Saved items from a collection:
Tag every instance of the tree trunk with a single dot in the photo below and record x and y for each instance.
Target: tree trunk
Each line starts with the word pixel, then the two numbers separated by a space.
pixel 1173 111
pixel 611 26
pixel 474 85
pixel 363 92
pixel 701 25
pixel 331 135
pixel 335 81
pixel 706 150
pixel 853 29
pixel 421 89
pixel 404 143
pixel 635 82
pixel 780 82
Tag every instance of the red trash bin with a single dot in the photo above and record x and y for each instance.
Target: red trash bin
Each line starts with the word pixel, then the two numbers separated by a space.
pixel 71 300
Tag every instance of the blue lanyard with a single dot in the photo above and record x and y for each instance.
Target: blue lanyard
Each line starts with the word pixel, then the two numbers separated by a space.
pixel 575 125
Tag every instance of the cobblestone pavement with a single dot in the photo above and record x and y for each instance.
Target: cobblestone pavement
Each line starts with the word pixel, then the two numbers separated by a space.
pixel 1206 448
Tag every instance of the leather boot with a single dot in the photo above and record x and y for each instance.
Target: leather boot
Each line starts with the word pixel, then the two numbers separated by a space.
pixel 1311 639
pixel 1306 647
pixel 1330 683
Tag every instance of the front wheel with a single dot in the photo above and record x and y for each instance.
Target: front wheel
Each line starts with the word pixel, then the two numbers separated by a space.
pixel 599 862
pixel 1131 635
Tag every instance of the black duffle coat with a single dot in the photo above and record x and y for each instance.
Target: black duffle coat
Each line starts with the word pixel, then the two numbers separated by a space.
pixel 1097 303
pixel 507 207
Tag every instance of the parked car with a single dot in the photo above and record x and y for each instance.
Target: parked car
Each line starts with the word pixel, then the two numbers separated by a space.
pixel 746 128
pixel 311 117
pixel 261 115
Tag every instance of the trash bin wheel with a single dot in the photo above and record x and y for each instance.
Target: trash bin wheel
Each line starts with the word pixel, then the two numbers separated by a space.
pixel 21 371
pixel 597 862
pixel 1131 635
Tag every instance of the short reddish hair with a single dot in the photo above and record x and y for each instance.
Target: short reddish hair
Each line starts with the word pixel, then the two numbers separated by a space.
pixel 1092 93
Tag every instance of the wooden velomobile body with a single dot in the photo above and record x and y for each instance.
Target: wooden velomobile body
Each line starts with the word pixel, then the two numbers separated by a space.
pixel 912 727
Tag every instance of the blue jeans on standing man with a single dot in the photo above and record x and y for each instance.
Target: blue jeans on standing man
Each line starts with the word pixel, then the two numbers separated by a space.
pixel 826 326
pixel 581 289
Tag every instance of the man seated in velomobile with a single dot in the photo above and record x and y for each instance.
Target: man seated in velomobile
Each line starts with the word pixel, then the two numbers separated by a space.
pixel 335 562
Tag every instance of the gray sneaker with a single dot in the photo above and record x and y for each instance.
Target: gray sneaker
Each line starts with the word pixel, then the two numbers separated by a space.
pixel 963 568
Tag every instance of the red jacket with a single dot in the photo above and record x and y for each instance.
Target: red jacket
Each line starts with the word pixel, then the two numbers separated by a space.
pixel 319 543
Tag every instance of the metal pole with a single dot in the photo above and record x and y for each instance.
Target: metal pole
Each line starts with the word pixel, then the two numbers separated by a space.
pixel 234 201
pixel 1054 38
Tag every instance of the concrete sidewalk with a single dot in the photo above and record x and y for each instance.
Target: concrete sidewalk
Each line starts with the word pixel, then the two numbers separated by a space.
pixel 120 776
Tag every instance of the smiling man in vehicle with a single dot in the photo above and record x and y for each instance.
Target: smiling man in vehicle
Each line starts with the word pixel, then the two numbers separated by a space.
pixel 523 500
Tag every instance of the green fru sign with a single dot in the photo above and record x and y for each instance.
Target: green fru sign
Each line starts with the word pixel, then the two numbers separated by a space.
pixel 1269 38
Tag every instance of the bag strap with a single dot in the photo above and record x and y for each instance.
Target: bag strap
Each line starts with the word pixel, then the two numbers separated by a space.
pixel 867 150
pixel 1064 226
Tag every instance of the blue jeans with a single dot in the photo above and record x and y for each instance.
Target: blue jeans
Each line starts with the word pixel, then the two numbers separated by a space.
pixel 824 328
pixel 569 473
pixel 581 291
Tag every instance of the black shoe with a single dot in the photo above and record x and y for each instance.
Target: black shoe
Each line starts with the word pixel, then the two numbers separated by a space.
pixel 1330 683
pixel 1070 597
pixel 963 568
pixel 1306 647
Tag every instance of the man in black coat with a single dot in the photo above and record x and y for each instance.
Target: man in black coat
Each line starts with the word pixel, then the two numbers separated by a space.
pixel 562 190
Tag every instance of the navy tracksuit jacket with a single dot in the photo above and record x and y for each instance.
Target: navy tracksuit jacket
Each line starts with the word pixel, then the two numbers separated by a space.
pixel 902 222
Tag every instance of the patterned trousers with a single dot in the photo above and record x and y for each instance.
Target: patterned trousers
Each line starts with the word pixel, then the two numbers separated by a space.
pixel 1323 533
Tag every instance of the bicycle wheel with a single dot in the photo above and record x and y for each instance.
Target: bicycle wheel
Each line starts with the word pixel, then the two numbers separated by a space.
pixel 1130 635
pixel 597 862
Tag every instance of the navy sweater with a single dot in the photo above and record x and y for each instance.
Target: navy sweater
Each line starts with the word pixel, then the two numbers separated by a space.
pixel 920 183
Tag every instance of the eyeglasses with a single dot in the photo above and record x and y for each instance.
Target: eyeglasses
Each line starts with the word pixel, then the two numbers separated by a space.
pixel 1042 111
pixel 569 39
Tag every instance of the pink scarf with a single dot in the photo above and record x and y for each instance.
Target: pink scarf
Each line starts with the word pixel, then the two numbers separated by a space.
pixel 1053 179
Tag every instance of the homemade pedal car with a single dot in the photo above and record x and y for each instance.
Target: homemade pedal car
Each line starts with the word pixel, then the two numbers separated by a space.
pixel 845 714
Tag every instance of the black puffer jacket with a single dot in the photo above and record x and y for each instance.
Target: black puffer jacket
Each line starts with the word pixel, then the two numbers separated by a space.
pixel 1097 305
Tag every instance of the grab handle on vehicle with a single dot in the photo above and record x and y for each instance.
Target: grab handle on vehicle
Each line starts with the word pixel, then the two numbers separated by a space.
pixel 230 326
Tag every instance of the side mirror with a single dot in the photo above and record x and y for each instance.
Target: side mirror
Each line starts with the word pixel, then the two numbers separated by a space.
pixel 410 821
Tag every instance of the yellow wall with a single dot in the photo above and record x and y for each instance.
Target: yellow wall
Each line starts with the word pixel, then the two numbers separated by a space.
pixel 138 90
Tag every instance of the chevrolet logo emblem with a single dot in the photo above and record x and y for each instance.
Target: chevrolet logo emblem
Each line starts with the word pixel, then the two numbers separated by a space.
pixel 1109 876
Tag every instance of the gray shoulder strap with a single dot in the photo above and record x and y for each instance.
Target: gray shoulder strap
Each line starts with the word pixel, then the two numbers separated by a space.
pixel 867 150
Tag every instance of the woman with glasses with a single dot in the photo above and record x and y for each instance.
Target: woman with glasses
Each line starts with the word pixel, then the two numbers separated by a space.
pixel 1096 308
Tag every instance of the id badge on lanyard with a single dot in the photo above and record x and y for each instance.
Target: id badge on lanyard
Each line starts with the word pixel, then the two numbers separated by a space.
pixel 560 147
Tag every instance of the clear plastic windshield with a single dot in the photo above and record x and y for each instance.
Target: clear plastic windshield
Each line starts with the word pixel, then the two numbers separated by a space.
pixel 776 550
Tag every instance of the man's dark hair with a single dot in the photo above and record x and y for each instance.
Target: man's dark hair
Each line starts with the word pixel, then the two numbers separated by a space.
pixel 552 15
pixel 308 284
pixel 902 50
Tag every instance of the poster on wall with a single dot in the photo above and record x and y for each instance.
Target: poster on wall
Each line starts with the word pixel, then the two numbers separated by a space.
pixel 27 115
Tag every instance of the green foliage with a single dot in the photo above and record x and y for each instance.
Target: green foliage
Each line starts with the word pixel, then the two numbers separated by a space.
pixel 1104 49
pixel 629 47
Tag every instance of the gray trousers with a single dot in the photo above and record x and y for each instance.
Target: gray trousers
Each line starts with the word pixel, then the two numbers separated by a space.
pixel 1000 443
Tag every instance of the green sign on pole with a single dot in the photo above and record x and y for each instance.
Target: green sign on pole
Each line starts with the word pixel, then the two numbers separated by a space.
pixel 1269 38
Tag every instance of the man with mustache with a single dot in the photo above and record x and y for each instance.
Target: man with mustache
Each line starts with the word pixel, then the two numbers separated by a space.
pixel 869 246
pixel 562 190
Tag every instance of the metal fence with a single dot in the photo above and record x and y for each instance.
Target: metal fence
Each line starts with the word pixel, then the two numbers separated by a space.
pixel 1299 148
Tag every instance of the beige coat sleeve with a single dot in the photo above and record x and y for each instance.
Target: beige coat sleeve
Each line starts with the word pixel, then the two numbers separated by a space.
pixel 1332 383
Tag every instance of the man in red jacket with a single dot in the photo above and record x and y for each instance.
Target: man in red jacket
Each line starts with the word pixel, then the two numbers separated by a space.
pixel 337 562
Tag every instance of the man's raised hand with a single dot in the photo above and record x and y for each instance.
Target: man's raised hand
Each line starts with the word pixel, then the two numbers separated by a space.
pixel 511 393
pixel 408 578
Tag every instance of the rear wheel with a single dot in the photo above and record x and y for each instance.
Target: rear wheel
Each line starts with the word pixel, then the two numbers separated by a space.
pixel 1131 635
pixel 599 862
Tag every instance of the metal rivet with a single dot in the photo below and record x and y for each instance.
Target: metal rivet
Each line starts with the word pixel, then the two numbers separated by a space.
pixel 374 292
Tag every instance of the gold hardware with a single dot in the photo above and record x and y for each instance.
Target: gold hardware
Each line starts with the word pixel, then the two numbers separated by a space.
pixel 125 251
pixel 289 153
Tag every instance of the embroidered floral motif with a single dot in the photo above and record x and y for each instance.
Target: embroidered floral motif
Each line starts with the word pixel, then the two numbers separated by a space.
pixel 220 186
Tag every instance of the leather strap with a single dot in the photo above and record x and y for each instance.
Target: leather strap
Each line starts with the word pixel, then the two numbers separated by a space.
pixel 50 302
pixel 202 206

Exercise goal
Copy the lines above word for word. Begin at the line that contains "Tag every instance of the wooden" and stop after the line that contains "pixel 581 289".

Solution for this problem
Tag every instance of the wooden velomobile body with a single dot in the photo above and record x and y for each instance.
Target: wooden velomobile body
Each line starts with the word pixel, then the two numbers separated by a space.
pixel 912 727
Tag every instance of the blue jeans on standing man with a single dot in the photo above and record x and y for each instance.
Target: blue jeans on standing man
Each line starts with the word pixel, then the two numbers separated by a space.
pixel 826 326
pixel 581 289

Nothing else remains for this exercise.